━━━━━ Data records

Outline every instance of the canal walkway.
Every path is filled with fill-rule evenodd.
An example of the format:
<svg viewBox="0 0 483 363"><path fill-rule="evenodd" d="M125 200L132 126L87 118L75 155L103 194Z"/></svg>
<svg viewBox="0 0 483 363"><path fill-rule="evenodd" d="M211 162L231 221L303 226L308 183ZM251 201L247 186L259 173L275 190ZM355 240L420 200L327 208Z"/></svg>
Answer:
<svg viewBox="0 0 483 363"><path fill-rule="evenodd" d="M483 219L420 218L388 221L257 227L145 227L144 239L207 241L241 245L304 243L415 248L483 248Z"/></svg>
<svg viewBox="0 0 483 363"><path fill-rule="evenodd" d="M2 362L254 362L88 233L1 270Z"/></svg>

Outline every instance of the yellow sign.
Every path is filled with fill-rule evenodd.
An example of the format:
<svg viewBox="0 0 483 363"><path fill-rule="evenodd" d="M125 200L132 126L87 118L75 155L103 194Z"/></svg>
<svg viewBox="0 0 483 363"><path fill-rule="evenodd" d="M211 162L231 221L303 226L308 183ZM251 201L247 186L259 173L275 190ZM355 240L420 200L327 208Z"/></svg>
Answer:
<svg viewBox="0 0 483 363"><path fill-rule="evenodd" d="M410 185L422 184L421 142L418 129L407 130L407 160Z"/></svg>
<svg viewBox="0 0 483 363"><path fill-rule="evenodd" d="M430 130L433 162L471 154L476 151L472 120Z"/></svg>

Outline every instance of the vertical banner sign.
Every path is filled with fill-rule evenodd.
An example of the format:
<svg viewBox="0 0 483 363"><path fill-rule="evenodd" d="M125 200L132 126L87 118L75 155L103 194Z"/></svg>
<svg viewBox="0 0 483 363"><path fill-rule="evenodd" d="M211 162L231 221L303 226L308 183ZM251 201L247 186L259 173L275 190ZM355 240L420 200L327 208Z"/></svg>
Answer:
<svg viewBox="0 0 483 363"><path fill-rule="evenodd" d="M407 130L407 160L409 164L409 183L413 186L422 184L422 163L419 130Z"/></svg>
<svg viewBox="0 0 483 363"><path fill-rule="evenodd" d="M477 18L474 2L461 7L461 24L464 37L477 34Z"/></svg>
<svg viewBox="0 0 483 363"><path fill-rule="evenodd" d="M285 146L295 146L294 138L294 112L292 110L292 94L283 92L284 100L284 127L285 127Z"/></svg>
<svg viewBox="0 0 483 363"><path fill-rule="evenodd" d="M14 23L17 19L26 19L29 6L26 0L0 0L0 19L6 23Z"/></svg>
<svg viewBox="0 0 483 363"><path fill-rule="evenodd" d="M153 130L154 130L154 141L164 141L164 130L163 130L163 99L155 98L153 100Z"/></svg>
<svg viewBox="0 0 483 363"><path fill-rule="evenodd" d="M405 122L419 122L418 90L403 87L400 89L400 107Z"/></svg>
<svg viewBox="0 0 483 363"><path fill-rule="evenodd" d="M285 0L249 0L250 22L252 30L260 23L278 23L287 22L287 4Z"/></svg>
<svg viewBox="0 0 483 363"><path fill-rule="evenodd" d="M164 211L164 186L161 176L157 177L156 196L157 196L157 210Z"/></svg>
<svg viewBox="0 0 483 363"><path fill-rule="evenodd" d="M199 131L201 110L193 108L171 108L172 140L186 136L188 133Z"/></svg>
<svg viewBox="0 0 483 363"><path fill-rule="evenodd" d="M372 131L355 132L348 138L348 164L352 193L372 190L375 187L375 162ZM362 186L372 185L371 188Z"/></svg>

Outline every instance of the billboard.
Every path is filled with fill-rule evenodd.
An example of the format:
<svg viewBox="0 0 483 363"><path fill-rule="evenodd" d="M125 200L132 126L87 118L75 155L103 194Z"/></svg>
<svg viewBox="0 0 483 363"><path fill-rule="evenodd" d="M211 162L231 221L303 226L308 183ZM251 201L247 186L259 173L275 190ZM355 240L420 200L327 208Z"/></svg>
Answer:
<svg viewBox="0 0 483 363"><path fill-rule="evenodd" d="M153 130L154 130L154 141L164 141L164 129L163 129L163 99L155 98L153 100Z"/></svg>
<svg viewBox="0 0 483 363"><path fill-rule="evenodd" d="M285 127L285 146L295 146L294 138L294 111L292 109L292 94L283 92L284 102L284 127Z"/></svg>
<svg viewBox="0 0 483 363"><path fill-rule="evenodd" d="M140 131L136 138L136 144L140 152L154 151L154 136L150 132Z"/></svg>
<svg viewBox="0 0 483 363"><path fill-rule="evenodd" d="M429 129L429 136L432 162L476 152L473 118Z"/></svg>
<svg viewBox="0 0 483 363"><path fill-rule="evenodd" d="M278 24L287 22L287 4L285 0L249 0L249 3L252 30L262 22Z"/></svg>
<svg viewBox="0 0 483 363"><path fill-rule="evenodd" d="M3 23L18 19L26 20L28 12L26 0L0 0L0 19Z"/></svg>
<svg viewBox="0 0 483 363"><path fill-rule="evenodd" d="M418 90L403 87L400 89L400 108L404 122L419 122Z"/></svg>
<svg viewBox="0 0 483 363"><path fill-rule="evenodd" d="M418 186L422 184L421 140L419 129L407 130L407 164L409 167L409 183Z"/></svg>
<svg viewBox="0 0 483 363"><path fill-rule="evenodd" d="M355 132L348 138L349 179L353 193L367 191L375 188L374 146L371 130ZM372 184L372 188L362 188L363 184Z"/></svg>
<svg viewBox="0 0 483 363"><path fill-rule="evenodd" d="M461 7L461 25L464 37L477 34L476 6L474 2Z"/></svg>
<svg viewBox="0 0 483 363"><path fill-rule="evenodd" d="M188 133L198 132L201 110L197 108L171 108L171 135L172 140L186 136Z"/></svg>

━━━━━━━━━━

[Exercise requirements] Arrange everything from the line containing "Outline every instance of the vertical" down to the line containing "130L407 160L409 164L409" as a JSON list of strings, one string per line, leaving out blank lines.

[Final answer]
[
  "Outline every instance of the vertical banner sign.",
  "Every path is filled with fill-rule evenodd.",
  "An example of the format:",
  "<svg viewBox=\"0 0 483 363\"><path fill-rule=\"evenodd\" d=\"M125 200L132 126L87 118L75 155L103 194Z\"/></svg>",
  "<svg viewBox=\"0 0 483 363\"><path fill-rule=\"evenodd\" d=\"M211 162L231 221L303 226L308 183ZM251 201L247 186L259 173L275 190ZM355 240L420 200L327 208Z\"/></svg>",
  "Answer:",
  "<svg viewBox=\"0 0 483 363\"><path fill-rule=\"evenodd\" d=\"M407 130L407 160L409 164L409 183L413 186L422 184L422 163L419 130Z\"/></svg>"
]